The answer must be every line from the entries below that includes "bowl".

Stored data:
[Start of Attachment]

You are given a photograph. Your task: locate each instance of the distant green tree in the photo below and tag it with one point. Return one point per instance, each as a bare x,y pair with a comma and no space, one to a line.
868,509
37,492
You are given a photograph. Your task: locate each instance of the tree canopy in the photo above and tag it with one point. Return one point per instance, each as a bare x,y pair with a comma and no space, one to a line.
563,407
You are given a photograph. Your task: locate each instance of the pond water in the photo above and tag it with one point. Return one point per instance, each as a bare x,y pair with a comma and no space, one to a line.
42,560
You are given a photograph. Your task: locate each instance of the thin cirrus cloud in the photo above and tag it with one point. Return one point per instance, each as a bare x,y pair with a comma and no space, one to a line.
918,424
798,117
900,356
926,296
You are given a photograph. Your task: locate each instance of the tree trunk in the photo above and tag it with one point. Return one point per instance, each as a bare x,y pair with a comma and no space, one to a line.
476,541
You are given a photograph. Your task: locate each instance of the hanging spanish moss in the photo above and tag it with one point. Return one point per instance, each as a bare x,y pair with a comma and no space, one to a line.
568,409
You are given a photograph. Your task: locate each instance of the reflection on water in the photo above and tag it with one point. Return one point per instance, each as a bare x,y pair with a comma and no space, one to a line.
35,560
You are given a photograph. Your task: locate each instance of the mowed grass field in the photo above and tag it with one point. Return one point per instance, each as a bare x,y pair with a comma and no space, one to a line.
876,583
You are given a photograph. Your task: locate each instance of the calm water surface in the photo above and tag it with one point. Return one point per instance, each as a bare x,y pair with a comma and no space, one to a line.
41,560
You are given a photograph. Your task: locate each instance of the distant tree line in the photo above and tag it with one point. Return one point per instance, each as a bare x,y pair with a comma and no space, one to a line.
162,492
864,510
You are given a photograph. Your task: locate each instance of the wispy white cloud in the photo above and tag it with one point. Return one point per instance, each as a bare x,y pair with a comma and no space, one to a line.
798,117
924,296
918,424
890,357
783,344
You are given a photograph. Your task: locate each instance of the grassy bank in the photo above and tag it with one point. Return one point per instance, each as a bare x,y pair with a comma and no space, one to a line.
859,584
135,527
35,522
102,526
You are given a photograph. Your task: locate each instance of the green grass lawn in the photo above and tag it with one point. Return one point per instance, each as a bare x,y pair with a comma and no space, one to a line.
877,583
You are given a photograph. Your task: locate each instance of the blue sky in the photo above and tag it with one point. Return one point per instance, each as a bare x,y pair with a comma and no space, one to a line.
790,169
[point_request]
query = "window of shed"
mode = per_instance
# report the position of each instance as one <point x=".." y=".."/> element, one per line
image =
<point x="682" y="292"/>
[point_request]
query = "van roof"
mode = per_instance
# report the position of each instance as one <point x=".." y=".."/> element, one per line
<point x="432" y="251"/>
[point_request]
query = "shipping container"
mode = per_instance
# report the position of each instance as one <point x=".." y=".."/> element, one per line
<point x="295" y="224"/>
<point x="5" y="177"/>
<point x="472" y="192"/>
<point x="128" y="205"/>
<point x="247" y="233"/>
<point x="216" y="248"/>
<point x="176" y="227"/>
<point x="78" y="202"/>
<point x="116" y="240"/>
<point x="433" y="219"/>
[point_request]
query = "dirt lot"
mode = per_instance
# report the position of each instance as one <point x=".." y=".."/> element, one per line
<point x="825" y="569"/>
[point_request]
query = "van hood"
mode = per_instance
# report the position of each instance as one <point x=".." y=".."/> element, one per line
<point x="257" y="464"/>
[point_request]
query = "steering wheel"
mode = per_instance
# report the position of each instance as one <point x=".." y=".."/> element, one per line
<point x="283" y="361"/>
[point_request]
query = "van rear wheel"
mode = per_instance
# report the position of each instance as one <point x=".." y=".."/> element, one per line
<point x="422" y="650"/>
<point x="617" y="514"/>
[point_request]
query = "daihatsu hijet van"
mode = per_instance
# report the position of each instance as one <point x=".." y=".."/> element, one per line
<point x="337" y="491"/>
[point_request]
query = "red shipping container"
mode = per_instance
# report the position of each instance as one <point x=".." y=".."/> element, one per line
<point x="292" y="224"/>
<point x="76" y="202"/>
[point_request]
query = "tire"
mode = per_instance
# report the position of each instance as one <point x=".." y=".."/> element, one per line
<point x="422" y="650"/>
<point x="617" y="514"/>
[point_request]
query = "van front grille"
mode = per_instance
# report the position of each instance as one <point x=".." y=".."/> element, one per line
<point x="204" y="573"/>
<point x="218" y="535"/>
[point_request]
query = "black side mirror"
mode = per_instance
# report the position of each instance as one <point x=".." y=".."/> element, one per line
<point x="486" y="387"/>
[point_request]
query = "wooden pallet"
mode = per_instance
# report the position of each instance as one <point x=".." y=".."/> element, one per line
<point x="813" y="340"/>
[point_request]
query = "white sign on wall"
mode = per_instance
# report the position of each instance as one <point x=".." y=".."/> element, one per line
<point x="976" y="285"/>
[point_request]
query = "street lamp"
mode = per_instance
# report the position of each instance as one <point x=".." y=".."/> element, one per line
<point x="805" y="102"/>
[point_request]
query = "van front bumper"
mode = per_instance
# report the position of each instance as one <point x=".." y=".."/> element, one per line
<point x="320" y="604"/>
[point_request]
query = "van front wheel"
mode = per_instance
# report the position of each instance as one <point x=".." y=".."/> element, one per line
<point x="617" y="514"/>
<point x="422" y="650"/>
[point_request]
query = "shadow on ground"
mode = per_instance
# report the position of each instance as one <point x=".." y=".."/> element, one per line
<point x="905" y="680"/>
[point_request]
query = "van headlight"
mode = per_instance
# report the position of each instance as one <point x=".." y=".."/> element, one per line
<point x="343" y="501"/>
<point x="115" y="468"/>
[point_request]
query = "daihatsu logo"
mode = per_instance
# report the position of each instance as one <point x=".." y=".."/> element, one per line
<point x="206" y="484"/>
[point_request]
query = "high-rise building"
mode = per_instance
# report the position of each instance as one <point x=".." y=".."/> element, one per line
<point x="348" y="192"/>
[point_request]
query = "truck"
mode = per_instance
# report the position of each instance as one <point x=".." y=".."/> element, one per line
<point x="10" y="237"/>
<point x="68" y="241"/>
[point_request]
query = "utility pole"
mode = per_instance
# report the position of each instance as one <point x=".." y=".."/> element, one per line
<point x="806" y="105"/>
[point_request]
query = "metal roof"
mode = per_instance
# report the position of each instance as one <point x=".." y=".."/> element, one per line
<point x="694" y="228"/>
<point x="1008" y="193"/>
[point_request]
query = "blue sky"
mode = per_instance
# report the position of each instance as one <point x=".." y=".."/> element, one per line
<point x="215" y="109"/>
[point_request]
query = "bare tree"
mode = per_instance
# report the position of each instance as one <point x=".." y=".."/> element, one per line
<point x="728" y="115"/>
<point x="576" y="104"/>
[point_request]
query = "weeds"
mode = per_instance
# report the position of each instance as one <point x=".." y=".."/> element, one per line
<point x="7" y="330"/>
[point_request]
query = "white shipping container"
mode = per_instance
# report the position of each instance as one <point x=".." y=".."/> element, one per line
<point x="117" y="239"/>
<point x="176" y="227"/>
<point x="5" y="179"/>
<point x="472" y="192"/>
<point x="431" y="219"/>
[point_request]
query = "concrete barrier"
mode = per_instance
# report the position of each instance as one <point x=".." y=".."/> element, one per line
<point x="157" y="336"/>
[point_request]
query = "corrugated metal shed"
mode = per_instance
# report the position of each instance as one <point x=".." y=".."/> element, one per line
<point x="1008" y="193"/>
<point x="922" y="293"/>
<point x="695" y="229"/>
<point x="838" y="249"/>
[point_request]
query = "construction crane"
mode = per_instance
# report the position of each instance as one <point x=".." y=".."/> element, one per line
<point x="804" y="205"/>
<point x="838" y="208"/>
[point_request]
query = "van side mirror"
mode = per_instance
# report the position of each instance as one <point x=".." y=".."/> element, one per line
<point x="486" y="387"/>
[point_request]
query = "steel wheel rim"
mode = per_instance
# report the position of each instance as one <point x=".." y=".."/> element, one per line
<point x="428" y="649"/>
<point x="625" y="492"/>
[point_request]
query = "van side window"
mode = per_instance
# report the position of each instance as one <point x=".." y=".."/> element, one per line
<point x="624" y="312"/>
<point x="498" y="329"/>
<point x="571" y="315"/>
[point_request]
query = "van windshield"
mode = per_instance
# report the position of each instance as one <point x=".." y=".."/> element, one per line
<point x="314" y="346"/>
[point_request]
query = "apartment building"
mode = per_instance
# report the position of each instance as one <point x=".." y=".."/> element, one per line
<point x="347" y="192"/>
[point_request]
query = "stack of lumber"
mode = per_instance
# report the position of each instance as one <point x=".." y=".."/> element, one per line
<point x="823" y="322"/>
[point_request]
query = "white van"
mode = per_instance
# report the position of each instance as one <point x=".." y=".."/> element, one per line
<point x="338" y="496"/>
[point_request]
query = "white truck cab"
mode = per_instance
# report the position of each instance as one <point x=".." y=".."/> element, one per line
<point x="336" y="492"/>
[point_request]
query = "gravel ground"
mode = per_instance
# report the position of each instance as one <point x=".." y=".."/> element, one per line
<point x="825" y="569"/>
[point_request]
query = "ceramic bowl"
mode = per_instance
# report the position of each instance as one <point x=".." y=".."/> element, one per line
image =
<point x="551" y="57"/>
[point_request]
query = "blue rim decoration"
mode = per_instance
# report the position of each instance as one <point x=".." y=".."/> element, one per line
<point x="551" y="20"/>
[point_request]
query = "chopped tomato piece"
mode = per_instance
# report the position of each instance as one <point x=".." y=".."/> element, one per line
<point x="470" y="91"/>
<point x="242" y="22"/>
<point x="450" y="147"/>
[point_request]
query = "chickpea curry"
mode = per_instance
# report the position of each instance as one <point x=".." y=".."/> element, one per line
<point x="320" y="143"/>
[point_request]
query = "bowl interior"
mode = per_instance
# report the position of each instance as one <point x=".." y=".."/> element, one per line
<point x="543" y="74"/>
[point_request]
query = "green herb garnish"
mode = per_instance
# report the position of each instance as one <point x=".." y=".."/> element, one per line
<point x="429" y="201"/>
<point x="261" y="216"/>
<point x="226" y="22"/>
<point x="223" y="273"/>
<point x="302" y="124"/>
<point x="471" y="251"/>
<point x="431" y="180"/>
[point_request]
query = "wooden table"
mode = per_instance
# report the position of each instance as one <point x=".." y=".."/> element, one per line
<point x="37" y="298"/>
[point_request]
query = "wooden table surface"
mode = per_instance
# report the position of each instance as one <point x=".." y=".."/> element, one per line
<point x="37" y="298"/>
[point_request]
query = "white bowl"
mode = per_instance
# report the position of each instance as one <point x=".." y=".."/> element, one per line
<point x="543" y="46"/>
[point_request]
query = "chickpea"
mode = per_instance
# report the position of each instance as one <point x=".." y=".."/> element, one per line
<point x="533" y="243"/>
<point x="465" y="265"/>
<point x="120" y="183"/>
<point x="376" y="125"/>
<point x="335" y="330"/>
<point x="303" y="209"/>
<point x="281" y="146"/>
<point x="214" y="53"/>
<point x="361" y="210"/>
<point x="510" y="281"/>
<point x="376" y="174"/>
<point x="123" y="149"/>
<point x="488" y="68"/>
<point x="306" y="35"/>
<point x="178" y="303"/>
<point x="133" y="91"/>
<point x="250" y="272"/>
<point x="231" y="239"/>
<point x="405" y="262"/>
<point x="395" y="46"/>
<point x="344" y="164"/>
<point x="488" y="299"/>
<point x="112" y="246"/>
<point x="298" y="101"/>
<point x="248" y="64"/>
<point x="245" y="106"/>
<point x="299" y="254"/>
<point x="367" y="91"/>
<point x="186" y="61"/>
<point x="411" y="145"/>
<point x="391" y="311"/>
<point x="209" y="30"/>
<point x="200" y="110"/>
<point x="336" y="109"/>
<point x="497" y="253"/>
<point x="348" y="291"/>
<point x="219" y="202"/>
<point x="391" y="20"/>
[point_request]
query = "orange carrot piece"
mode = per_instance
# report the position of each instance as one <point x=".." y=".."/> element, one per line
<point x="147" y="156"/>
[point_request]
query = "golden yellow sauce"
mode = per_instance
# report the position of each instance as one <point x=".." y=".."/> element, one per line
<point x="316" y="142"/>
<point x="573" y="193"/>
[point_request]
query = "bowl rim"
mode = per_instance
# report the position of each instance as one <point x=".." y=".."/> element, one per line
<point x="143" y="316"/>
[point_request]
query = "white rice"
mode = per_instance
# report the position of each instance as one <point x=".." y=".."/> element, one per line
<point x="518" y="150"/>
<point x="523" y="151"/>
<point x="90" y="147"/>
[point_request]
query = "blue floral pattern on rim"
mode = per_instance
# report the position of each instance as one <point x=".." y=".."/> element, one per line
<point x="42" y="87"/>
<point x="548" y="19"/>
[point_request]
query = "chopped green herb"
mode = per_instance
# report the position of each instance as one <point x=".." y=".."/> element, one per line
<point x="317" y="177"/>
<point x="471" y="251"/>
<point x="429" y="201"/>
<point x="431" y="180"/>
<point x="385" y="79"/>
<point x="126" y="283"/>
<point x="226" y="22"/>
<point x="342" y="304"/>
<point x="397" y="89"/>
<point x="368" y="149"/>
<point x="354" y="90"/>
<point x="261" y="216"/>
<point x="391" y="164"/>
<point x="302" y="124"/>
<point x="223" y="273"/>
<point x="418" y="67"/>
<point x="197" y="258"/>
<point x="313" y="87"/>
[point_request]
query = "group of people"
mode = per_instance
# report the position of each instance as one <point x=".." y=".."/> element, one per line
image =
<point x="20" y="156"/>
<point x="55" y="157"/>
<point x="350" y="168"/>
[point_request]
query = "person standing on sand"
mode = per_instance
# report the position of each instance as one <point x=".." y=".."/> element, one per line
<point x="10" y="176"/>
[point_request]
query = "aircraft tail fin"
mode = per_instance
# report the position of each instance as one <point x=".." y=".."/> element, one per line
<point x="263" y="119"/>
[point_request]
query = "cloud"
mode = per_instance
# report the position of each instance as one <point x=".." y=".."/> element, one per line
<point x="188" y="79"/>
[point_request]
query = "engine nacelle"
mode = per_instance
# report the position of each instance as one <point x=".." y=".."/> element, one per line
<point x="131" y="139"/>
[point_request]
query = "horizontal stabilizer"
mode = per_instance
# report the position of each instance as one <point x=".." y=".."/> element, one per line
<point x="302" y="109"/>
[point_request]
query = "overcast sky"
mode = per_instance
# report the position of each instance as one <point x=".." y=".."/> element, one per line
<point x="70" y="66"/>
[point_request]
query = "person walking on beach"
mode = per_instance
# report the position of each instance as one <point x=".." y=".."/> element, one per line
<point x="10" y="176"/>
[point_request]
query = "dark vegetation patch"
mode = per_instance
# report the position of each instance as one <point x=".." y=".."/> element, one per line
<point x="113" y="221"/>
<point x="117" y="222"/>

[End of Attachment]

- Response to the task:
query = "ceramic bowl"
query = "bowl interior"
query = "white bowl"
query = "bowl rim"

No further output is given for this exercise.